## start Exercise data

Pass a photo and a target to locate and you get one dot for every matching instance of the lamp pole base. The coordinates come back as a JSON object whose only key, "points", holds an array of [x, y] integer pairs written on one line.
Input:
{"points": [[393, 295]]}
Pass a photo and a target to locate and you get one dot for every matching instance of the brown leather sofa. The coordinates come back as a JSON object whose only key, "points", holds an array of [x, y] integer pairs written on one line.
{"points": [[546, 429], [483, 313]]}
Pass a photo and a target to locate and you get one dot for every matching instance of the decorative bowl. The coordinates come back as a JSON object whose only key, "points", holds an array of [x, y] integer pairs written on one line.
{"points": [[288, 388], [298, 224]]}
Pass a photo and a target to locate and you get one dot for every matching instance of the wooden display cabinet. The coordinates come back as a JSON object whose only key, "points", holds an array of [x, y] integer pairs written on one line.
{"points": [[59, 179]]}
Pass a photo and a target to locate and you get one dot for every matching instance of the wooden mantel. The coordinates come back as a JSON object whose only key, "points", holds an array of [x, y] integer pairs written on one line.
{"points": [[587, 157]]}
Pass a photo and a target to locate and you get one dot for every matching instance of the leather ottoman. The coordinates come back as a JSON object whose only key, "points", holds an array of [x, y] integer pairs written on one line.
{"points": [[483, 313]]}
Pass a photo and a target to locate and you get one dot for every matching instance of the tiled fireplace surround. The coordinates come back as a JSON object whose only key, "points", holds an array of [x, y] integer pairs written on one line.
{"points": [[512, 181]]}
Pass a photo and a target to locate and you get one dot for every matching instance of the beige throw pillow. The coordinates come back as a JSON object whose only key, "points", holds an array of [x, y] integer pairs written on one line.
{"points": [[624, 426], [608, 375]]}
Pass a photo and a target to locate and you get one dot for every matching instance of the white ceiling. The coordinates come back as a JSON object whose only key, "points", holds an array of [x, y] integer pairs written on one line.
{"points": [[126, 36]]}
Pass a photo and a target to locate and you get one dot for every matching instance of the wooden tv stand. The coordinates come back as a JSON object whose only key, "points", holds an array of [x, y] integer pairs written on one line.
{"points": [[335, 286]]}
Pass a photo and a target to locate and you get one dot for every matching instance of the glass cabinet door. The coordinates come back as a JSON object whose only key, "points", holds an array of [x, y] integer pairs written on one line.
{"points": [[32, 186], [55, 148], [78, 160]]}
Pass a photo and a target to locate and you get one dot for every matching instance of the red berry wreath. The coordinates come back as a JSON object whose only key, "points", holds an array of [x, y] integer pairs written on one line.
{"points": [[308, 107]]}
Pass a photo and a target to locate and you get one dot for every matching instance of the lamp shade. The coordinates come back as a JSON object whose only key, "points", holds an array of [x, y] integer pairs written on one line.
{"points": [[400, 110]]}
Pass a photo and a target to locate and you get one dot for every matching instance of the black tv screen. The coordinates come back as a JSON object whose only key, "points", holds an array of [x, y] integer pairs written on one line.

## end Exercise data

### Work to be completed
Which lines run from the one containing "the wooden tv" to the end of the entries above? Quote exactly those, and only those.

### Task output
Pass a photo and a target to locate and you get one dot for every matching instance of the wooden tv stand. The coordinates come back as a JSON object whose only key, "points", holds an array of [x, y] integer pairs written on one line.
{"points": [[335, 286]]}
Pass a photo and a target to locate and you get one dot for every matching instance of the glass cabinet door. The coordinates come back as a JSON object whose only key, "points", holds an array of [x, y] integer pairs written on one line.
{"points": [[32, 186], [55, 148], [78, 160]]}
Pass a photo and a target to locate and you get one dot for every matching instance of the red berry wreath. The coordinates come back as a JSON object whose only key, "points", holds an array of [x, y] integer pairs written on one line.
{"points": [[308, 107]]}
Pass a photo and a target to locate and you get one dot for every matching instance of the lamp shade. The coordinates come back as a JSON object whose only key, "points", holds an array of [x, y] integer pairs written on one line.
{"points": [[400, 110]]}
Pass a photo and a target to locate and you get one dot for every matching instance of the black tv screen. The coordinates come back as a JSON object whose only key, "points", holds an array of [x, y] integer pairs written on one line.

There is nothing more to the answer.